**TASK OBJECTIVE**
Copy the rows below, swapping "snow-covered" for "snowy" everywhere it occurs and changing nothing else.

━━━━━━

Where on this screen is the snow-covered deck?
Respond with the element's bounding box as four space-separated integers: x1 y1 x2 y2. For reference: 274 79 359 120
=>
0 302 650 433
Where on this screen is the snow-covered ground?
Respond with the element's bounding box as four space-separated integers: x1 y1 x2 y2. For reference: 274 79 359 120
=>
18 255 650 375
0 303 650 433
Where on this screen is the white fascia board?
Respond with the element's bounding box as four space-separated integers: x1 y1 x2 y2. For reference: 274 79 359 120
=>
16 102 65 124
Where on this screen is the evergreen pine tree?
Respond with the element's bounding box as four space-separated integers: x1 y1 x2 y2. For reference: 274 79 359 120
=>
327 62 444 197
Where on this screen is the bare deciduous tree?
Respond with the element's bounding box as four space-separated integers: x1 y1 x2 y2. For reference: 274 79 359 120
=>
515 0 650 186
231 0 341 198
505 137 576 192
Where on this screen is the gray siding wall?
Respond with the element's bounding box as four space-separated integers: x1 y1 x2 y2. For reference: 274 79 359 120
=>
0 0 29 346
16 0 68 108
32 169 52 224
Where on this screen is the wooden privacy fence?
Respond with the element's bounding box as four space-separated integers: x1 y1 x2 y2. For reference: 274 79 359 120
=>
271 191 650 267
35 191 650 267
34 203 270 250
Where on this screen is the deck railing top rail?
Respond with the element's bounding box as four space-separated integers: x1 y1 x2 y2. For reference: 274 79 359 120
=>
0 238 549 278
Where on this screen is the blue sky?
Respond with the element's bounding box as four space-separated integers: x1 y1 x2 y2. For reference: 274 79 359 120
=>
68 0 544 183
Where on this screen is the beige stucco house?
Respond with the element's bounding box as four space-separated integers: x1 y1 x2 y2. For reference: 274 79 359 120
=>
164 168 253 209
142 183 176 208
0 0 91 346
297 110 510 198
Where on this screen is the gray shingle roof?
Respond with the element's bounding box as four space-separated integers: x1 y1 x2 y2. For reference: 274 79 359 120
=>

━━━━━━

**WRITTEN REPLY**
Where on this screen is the snowy deck?
Respond with the element's bounding box as four space-separated integers: x1 y1 x2 y2. For reference: 274 79 359 120
=>
0 302 650 433
Where on this screen is the snowy ground?
Respond with the element's bounding box as four space-separated integers: x1 y1 x2 y2. For reference: 274 79 359 120
=>
18 255 650 375
0 303 650 433
Where on this screen is the white fascia board?
Respond with the element's bounding box as four space-separated integers: x1 y1 x2 y2. For reference: 274 79 359 120
=>
16 102 65 124
Where on this screen is the evergreen pine tree?
Respond with the element's bounding box as four space-separated integers: x1 y1 x2 y2. For reference: 274 79 359 120
=>
327 62 444 197
Where on this screen is the bare deciduous tree?
Respond with the element's bounding box as four space-separated integers: x1 y1 x2 y2. For reference: 274 79 359 120
=>
515 0 650 186
231 0 341 198
505 137 576 192
Where on this screen is the gray siding wall?
Respond with the element's bounding box as four space-separated integers: x1 y1 x2 y2. For reference: 274 79 359 120
=>
0 0 29 346
16 0 68 108
32 169 52 224
Where on this screen is the wooden privacy fence?
Respond with the element's bounding box as four space-separated integers: x1 y1 x2 y2. For reference: 274 79 359 120
=>
271 191 650 267
35 191 650 267
34 203 270 250
Where on this screen is the deck railing top rail?
Respond with the element's bounding box as four space-separated integers: x1 y1 x2 y2. For reference: 274 79 359 120
=>
0 238 549 278
Where on this screen is the blue sky?
Respond with the element's bounding box as four space-separated integers: x1 y1 x2 y2. For reference: 274 79 359 120
=>
68 0 544 183
Where on this screen is the beige stucco house?
Respond with the element's bounding box as four space-separated integers: x1 y1 x2 y2. For reference: 274 79 359 120
=>
164 168 253 209
142 183 176 208
0 0 91 346
297 110 510 198
Where on this screen is the gray shingle roof?
Respond with the element's bounding box as four space-separated integers: x1 y1 x2 y2. For reference: 274 79 359 120
=>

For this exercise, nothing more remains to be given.